Exercise prompt: Add -34 to every pixel coordinate in the answers of the material, from its start through the line containing "(1084, 539)", inclusive. Reproduce every line of that part, requests included, and leave everything outside it out.

Position identification records:
▽

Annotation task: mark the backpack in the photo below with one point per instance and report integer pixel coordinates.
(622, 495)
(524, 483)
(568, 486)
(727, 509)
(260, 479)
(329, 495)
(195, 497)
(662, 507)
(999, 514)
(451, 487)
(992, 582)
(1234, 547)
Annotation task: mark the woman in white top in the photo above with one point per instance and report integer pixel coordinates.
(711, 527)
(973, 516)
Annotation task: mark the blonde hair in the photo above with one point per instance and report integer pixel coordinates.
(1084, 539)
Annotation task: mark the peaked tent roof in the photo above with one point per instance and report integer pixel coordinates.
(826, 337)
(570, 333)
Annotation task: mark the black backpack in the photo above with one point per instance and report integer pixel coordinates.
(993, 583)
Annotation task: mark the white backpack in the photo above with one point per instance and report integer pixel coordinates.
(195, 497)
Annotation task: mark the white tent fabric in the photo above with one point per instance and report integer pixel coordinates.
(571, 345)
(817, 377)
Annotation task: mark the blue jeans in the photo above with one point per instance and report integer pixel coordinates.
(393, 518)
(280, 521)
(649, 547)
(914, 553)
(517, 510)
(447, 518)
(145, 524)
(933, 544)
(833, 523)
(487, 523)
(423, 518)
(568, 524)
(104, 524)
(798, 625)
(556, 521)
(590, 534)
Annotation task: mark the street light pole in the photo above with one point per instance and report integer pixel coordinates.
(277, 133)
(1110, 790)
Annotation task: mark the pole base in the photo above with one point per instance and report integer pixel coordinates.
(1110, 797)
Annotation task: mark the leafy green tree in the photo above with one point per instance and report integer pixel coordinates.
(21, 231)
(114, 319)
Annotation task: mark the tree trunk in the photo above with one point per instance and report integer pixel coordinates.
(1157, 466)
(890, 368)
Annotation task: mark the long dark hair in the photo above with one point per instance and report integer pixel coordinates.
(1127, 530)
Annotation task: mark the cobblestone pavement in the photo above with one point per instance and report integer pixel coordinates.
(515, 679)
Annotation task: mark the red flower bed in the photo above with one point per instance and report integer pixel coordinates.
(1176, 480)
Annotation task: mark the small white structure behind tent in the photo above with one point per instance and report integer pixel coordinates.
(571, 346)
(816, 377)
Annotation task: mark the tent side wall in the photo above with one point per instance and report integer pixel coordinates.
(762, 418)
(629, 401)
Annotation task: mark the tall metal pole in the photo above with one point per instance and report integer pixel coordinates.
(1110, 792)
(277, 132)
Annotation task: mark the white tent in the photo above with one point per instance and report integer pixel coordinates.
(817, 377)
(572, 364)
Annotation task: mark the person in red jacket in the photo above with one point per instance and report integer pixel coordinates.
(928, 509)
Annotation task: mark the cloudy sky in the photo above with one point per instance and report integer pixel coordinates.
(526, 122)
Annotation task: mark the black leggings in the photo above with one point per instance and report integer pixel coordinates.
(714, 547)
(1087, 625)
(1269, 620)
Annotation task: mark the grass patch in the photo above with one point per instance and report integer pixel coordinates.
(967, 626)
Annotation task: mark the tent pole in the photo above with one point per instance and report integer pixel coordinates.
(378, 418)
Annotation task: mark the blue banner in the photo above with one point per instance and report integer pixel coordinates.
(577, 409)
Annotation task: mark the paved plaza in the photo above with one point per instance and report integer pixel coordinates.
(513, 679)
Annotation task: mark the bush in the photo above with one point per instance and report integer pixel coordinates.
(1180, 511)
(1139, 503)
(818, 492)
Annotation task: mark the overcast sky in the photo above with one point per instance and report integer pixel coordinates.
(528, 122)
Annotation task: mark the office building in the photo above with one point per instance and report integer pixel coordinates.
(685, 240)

△

Exercise answer:
Annotation task: mark the backpack in the photo below with one point per instance and report integer pixel coordinates.
(588, 461)
(490, 449)
(534, 452)
(693, 475)
(226, 445)
(295, 461)
(161, 463)
(628, 473)
(965, 480)
(417, 453)
(958, 548)
(1200, 513)
Annotation task: mark the woman in white top in the photo above with one point per instance and report integer pixel coordinates.
(677, 493)
(939, 482)
Annotation task: mark the blonde hair in the photo above with one point per instance and report integer pixel coordinates.
(1050, 505)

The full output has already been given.